• What to produce: Start to finish, write out the entries exactly, leaving the pictures aside.

== == ==

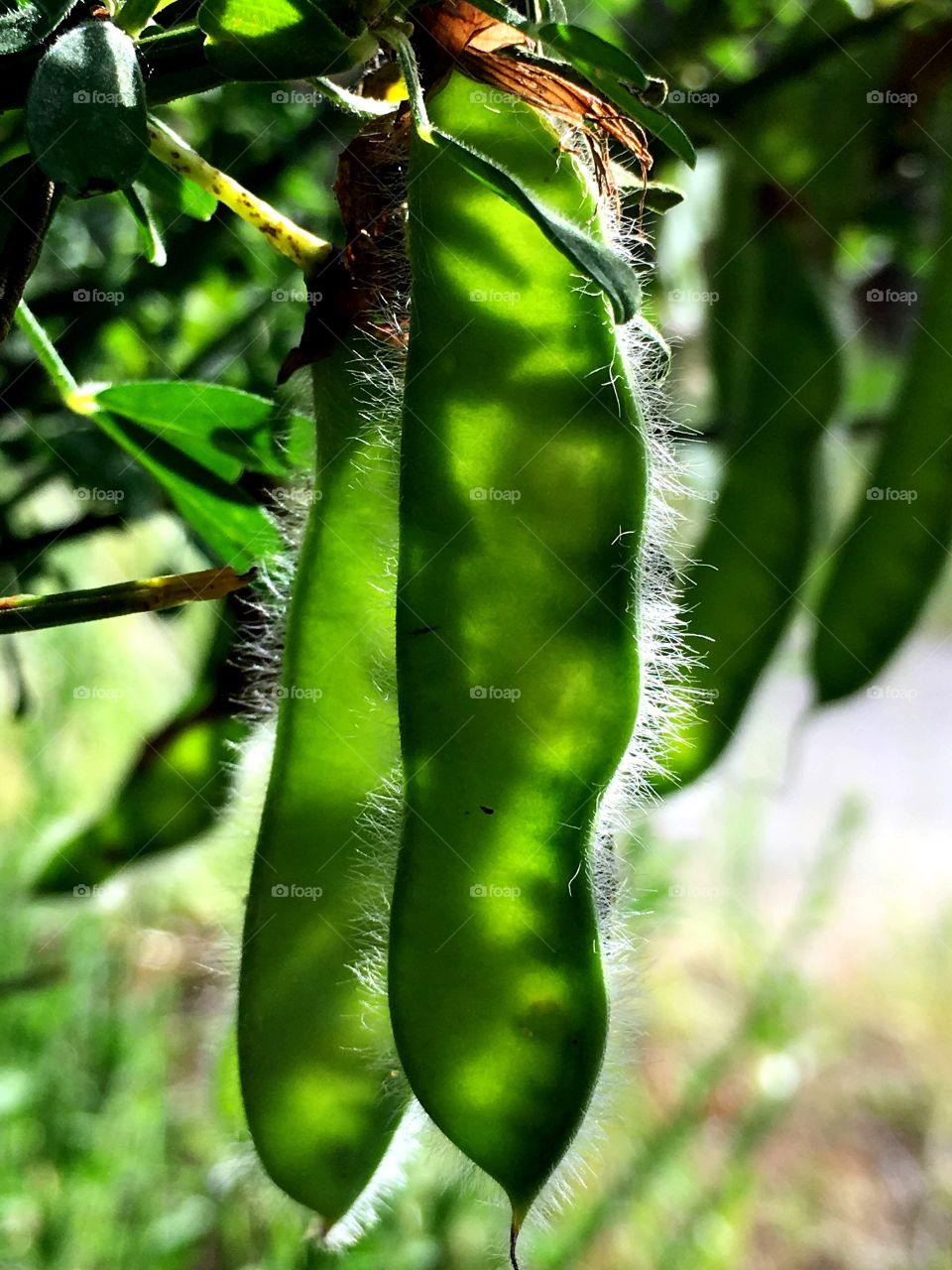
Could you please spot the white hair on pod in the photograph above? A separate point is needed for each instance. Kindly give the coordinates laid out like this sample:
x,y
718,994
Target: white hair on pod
x,y
655,602
377,370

== == ==

• Task result:
Could you please spot the white hair on pod in the photograph above? A separate point is needed for each instance. Kindly give the coordinates laid out like this sample:
x,y
718,994
Target: white hair on pod
x,y
655,602
377,370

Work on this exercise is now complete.